======== Records shown

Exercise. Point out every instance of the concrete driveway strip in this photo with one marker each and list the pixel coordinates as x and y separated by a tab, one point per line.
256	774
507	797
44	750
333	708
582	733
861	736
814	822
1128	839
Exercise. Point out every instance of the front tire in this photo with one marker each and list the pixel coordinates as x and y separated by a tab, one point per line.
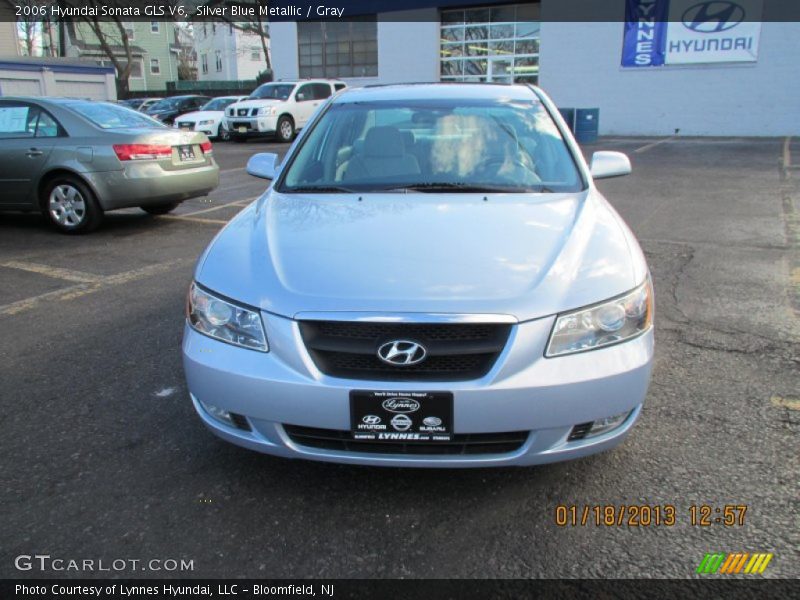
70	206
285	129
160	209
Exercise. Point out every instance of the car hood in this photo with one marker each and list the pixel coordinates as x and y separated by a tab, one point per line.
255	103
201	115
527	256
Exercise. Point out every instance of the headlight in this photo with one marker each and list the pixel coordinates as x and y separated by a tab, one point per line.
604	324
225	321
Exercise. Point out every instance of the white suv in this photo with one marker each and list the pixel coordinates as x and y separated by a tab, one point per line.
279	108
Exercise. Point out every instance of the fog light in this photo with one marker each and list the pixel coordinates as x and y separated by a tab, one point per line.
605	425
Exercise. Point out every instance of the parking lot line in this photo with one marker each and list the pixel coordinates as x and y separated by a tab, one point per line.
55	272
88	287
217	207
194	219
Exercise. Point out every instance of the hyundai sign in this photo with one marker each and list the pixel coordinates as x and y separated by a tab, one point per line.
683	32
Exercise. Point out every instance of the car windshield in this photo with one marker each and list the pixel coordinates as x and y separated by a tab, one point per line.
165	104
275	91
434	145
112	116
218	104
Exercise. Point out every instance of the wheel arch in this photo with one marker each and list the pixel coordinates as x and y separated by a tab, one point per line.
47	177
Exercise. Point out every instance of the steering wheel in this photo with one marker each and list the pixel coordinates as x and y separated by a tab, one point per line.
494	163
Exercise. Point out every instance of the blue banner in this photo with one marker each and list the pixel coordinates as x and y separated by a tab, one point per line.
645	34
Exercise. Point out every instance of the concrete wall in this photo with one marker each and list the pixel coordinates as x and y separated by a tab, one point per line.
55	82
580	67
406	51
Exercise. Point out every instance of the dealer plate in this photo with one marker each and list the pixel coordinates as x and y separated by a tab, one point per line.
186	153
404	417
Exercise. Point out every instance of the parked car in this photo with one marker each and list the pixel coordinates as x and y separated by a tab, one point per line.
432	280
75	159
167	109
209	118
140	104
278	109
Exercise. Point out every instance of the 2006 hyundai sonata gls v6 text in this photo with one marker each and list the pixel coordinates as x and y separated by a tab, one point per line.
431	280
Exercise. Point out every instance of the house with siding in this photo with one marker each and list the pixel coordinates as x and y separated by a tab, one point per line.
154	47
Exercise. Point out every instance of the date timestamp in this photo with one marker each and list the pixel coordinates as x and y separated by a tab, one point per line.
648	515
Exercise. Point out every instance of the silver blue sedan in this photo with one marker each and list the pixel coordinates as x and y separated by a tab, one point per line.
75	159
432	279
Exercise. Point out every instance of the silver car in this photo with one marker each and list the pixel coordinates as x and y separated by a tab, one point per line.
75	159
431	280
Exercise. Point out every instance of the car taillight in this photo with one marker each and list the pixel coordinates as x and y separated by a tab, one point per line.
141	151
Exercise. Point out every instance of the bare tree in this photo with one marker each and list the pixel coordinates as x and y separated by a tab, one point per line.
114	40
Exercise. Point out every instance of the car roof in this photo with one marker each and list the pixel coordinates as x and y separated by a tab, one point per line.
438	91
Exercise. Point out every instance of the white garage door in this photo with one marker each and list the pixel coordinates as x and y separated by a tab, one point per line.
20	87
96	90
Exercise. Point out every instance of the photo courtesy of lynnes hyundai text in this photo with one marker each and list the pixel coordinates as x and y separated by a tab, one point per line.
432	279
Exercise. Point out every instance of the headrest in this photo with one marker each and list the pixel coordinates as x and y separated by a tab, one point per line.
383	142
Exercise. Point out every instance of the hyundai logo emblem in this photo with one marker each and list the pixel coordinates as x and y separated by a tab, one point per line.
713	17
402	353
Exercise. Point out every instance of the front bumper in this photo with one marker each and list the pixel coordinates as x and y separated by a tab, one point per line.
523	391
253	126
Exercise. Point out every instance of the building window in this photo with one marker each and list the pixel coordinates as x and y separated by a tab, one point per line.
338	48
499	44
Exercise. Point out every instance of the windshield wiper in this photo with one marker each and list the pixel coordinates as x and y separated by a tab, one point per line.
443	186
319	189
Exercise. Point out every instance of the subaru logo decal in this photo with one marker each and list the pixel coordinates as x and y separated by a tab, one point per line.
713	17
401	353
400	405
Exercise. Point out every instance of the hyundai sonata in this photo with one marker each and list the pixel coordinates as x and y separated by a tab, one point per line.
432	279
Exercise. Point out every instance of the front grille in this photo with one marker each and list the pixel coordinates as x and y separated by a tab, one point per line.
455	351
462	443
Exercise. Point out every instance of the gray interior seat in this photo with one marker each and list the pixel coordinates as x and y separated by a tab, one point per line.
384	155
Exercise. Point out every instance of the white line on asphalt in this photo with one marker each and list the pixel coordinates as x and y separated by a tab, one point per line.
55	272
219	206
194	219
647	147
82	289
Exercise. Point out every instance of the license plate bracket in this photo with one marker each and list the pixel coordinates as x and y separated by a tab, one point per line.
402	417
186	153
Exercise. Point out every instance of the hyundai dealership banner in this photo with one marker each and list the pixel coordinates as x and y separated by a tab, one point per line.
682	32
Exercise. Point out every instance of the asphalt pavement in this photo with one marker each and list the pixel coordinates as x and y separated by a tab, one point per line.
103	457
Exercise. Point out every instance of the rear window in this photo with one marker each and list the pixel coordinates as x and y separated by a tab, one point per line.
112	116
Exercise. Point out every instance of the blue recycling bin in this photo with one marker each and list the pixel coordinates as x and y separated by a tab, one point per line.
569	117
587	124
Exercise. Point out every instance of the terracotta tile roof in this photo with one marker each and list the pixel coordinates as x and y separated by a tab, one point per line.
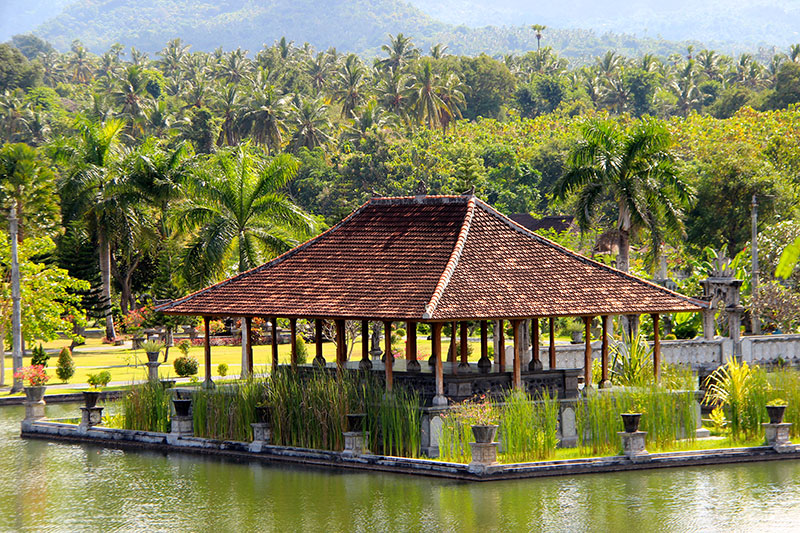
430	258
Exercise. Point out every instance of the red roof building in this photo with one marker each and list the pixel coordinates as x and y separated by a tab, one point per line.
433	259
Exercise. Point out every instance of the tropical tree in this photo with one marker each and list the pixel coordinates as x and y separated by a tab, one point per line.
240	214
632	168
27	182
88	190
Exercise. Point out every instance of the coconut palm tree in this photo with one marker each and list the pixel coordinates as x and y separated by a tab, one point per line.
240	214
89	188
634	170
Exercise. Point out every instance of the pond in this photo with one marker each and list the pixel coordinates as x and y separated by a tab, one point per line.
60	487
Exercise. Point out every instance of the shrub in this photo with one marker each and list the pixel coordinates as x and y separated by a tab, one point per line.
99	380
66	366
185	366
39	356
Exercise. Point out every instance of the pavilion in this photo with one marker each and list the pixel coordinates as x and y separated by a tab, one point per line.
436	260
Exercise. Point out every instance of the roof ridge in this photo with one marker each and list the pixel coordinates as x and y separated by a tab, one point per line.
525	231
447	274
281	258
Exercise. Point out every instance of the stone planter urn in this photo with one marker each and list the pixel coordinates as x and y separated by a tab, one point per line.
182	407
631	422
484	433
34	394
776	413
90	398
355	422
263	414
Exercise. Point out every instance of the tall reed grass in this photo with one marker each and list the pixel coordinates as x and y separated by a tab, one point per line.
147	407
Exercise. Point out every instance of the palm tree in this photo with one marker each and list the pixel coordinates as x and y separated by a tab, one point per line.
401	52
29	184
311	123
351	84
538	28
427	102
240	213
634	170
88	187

================
======== Records shown

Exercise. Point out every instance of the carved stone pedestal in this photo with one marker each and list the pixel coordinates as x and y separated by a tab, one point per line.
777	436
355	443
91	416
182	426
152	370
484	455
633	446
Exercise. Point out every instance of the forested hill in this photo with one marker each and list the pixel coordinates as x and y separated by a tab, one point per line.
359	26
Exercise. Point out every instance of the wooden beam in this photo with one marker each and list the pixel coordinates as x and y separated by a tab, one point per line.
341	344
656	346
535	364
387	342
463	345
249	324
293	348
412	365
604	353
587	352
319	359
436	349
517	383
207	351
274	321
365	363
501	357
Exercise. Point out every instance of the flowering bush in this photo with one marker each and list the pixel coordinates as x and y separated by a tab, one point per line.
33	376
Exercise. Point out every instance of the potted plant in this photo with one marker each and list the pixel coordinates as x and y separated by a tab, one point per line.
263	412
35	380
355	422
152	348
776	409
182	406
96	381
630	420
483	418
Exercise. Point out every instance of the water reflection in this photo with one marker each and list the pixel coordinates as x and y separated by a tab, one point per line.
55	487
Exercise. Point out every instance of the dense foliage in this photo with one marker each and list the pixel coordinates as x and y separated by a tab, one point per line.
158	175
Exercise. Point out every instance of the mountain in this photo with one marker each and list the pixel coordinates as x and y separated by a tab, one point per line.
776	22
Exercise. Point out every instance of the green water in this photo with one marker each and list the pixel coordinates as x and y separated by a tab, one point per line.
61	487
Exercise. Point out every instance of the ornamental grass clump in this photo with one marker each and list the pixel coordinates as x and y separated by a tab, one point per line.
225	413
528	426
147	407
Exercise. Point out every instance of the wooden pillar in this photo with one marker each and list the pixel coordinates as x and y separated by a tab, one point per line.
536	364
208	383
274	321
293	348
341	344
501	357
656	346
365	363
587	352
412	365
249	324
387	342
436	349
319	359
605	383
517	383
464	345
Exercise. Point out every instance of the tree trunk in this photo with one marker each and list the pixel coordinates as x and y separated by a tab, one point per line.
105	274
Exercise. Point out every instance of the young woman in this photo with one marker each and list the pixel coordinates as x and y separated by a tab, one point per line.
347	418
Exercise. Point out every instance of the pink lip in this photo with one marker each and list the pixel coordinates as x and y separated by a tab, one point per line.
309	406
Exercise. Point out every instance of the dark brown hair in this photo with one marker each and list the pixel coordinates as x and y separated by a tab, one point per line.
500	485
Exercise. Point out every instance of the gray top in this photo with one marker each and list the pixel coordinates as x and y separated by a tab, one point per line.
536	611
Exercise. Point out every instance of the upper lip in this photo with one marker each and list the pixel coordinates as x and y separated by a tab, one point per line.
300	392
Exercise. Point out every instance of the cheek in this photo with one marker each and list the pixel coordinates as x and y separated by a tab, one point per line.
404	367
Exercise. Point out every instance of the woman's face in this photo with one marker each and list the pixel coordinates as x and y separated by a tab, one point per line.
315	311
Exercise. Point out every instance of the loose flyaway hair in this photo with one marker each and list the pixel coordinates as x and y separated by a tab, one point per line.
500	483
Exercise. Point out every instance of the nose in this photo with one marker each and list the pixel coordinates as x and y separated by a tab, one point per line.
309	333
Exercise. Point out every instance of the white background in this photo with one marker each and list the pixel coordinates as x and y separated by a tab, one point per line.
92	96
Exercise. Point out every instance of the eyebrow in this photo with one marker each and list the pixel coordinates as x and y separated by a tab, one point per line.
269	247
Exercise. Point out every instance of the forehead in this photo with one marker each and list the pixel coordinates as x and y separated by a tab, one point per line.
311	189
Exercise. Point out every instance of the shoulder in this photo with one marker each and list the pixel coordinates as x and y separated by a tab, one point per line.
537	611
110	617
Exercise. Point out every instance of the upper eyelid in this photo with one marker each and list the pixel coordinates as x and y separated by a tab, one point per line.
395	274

================
======== Records shown

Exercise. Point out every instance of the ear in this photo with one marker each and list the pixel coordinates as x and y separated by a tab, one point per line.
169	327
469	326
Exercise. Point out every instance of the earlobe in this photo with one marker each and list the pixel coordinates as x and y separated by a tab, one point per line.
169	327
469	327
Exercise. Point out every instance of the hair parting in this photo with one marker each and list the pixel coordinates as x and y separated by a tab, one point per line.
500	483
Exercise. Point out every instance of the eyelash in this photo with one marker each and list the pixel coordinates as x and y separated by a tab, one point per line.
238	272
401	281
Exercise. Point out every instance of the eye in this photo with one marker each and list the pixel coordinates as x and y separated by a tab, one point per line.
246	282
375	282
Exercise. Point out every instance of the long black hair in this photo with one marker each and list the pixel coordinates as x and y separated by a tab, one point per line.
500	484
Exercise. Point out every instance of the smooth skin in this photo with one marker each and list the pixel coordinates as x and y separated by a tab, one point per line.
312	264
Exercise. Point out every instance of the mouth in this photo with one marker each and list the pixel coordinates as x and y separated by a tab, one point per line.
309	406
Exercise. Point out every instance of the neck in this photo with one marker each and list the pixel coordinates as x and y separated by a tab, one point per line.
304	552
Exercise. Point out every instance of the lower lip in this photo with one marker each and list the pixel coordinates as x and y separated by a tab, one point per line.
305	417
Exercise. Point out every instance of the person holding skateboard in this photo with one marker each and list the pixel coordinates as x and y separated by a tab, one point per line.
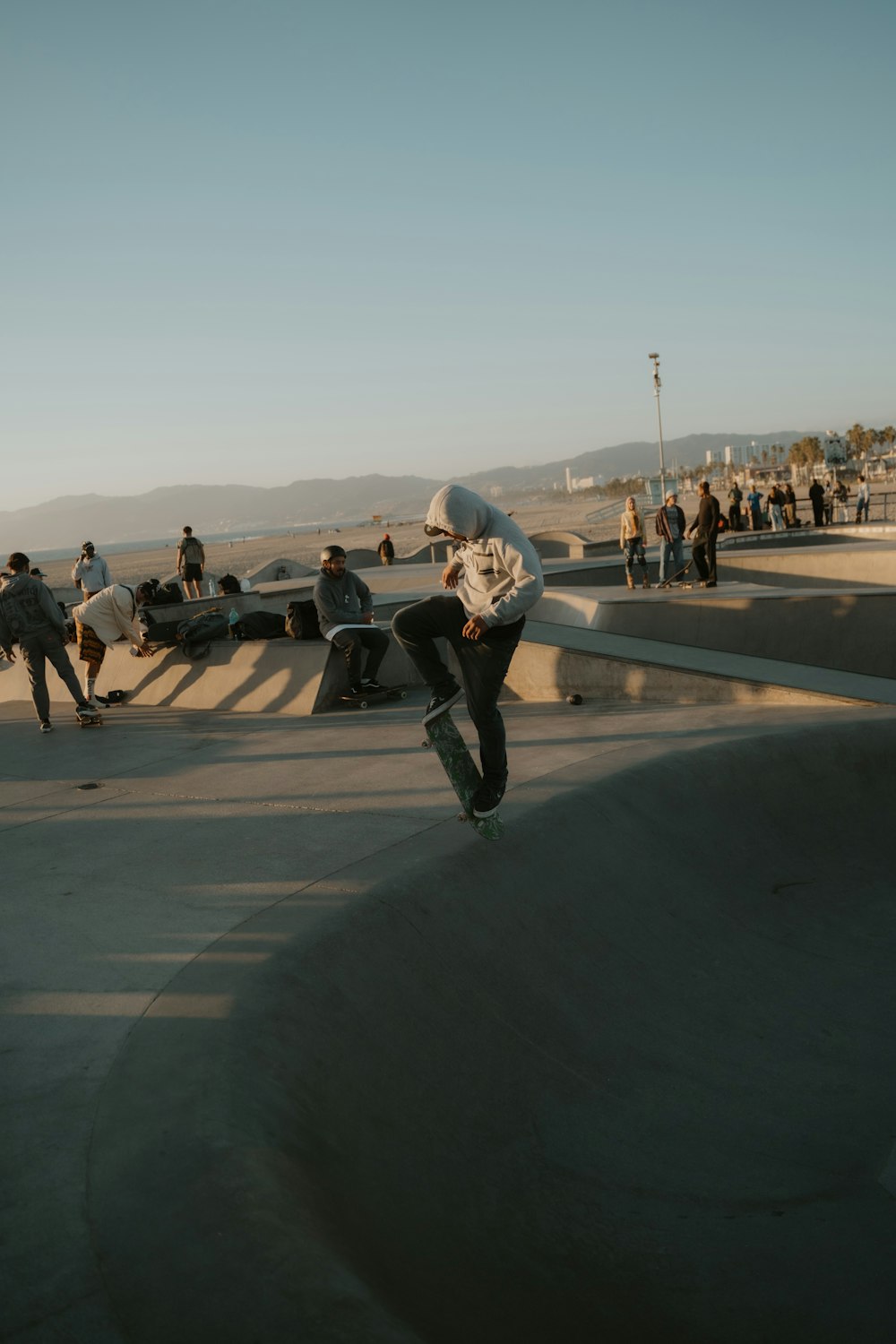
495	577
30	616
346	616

================

▶ _Problem to work on_
From the records above, pull out each line that contains the string "subaru" and copy it in full. Count only matches in the same letter case.

▶ _Solution for this exercise_
Exercise. Point out every instance of the subaru logo decal in this photo with one marker each and list the pixel coordinates as x and y separated by a tab, one point per line.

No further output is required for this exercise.